◆ THE PROBLEM ◆
Exclude any images and output the remaining records exactly.

◆ ◆ ◆ ◆ ◆

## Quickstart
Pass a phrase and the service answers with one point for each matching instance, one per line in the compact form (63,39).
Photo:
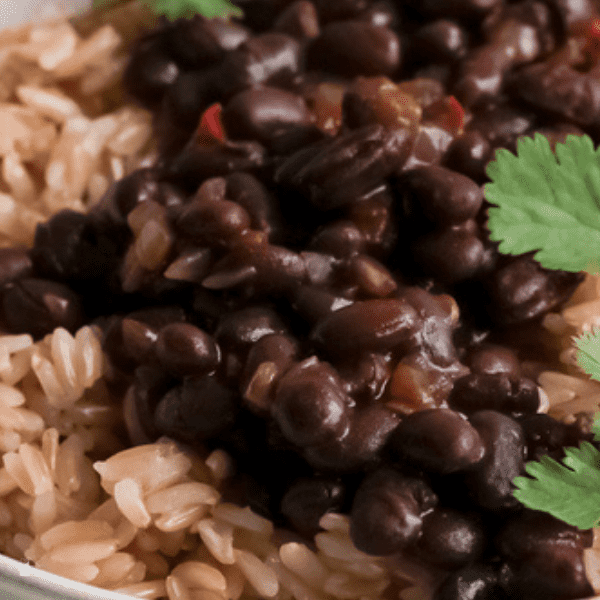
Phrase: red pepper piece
(210,127)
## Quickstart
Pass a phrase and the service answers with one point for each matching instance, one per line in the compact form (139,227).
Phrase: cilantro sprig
(548,202)
(175,9)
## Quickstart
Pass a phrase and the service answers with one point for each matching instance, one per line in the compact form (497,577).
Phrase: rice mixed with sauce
(230,333)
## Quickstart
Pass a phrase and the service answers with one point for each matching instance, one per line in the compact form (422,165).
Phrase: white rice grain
(128,497)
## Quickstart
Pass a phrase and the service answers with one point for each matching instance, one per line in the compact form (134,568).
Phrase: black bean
(197,162)
(474,582)
(72,246)
(559,89)
(341,239)
(313,303)
(430,144)
(387,512)
(199,42)
(438,439)
(452,254)
(267,58)
(450,538)
(311,405)
(497,391)
(251,194)
(361,448)
(264,113)
(440,40)
(187,98)
(38,306)
(354,48)
(368,326)
(350,165)
(184,349)
(469,154)
(299,19)
(492,359)
(212,222)
(523,290)
(196,410)
(491,481)
(442,196)
(307,500)
(150,71)
(244,327)
(15,263)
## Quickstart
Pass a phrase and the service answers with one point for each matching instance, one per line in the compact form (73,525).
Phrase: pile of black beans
(315,290)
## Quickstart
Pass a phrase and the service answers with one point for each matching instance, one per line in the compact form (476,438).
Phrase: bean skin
(387,512)
(354,48)
(370,325)
(440,440)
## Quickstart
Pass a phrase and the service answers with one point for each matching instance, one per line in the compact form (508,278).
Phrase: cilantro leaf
(174,9)
(548,202)
(569,491)
(588,353)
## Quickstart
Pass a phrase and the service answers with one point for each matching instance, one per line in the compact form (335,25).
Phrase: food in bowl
(260,341)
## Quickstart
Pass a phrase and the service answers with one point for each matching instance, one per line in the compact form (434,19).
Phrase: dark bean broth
(316,291)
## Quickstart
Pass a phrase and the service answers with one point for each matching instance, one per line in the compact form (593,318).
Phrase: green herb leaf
(569,491)
(548,202)
(175,9)
(588,353)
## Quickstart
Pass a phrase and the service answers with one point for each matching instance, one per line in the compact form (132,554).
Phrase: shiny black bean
(440,440)
(212,222)
(15,263)
(268,58)
(307,500)
(354,48)
(246,326)
(247,191)
(492,359)
(264,113)
(559,89)
(361,448)
(342,9)
(450,538)
(75,247)
(523,290)
(39,306)
(498,391)
(338,172)
(271,268)
(199,42)
(314,304)
(429,146)
(469,154)
(452,254)
(187,98)
(184,349)
(196,162)
(387,512)
(196,410)
(440,40)
(368,326)
(311,406)
(341,239)
(474,582)
(440,195)
(299,19)
(150,71)
(491,482)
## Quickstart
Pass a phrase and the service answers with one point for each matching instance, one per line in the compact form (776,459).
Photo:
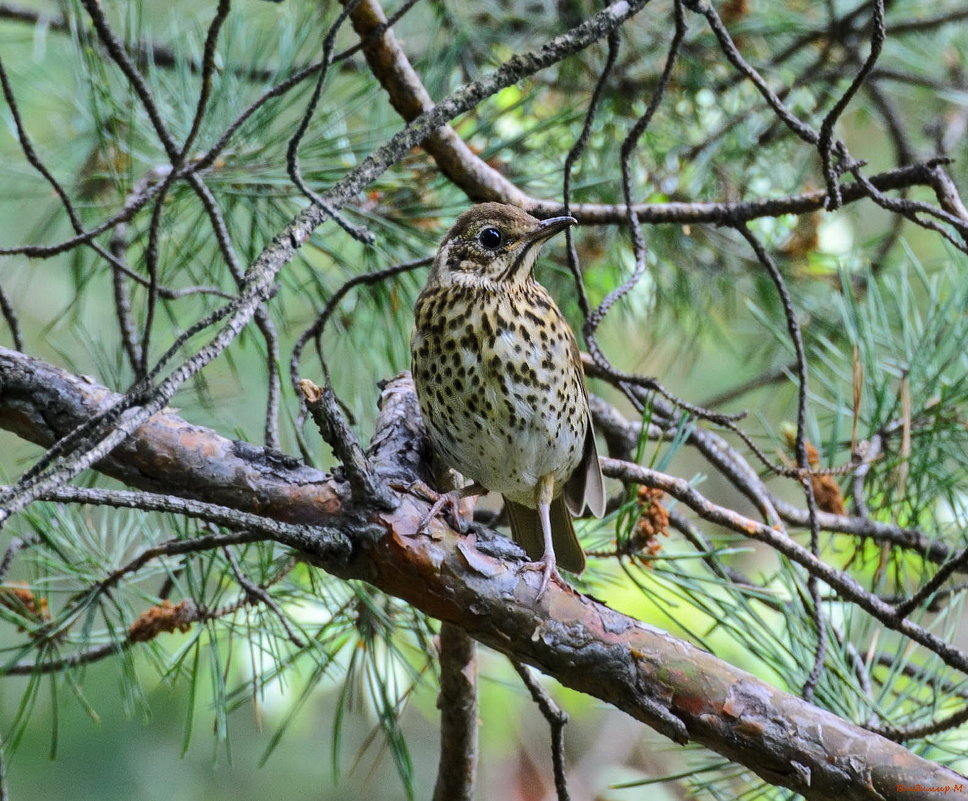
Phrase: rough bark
(480,583)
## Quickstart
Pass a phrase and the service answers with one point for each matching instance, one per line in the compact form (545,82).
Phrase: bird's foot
(548,566)
(439,500)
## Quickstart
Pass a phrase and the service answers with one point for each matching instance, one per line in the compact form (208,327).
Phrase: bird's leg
(548,563)
(451,499)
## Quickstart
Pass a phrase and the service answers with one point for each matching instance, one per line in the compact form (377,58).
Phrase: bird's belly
(505,412)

◆ ◆ ◆ ◆ ◆

◆ REPLY ◆
## Quickstart
Pass a phrase and the service answers with one point for each matching instance, one per line in the compact form (63,39).
Photo:
Phrase: red pepper piece
(210,127)
## Quickstart
Pass a phrase and the service answers with one point for each matching instance, one per line in the compact form (139,227).
Phrase: cilantro sprig
(548,202)
(175,9)
## Quickstart
Pass a phrase and the service answers with one point for each matching instance, one per line in the compact form (497,577).
Phrase: rice mixed with sauce
(230,333)
## Quickstart
Pass a phrase and the service answers with one point for each matching instance, one per line in the compact form (422,165).
Phrase: white rice grain
(128,497)
## Quickstart
Pass a phrase and the service answers with one point for each matching instance, one per line in the compact form (134,568).
Phrase: black bean
(197,162)
(474,582)
(72,246)
(559,89)
(341,239)
(313,303)
(430,144)
(387,512)
(199,42)
(438,439)
(452,254)
(267,58)
(450,538)
(311,405)
(497,391)
(251,194)
(361,448)
(264,113)
(440,40)
(187,98)
(38,306)
(354,48)
(368,326)
(350,165)
(184,349)
(469,154)
(299,19)
(492,359)
(212,222)
(523,290)
(196,410)
(491,481)
(442,196)
(307,500)
(150,71)
(244,327)
(15,263)
## Quickstart
Pass a phrase and the service answers with one point for each matching instance, one per line in the compact form (73,525).
Phrase: pile of black beans
(315,290)
## Quickstart
Pass a phrase and the service answers with one point for each matching instance, one per line in the compact form (476,438).
Phrase: bean skin
(387,512)
(354,48)
(370,325)
(440,440)
## Quickstart
Pass a phrase and the service answers with one point for each matching instance, one per line in the compact form (508,278).
Phrase: cilantro leaf
(174,9)
(548,202)
(569,491)
(588,353)
## Quickstart
Pass a phrase and the service answers with one point for each matching instance, one per line in the compact form (335,25).
Phrase: food in bowl
(260,341)
## Quickstart
Pass a phrase and the service answers with one point for each matching instance, one per line in the compact form (434,19).
Phrase: dark bean broth
(316,291)
## Quickstart
Pass a phrase and the service answers with one point for each matching instance, one per line in the compact form (593,318).
Phrase: green herb leaf
(569,491)
(548,202)
(175,9)
(588,353)
## Quickstart
Pass a phrase and the service answers with one point for each matching instance, one per line in the compact form (132,554).
Phrase: shiny black bean
(440,440)
(212,222)
(15,263)
(268,58)
(307,500)
(354,48)
(246,326)
(247,191)
(492,359)
(264,113)
(559,89)
(361,448)
(342,9)
(450,538)
(75,247)
(523,290)
(39,306)
(498,391)
(338,172)
(271,268)
(199,42)
(314,304)
(429,146)
(469,154)
(452,254)
(187,98)
(184,349)
(196,162)
(387,512)
(196,410)
(440,40)
(368,326)
(311,406)
(341,239)
(474,582)
(440,195)
(299,19)
(150,71)
(491,482)
## Quickstart
Pass a phrase and the service answers with one point for each matching instance, one per line in the compact form (776,459).
Photo:
Phrase: rough bark
(480,583)
## Quickstart
Pass a phrase and the service answers with one point for each matching instance, one per line in the compact form (545,82).
Phrase: bird's foot
(548,566)
(439,500)
## Quickstart
Pass a phrase and the service answers with one point for each matching instance, one per line in the compact form (208,327).
Phrase: bird's leg
(548,563)
(451,499)
## Quickstart
Pass a phrase and the service answers with one point for each matching instance, one per line in the compact form (377,58).
Phrase: bird's belly
(505,412)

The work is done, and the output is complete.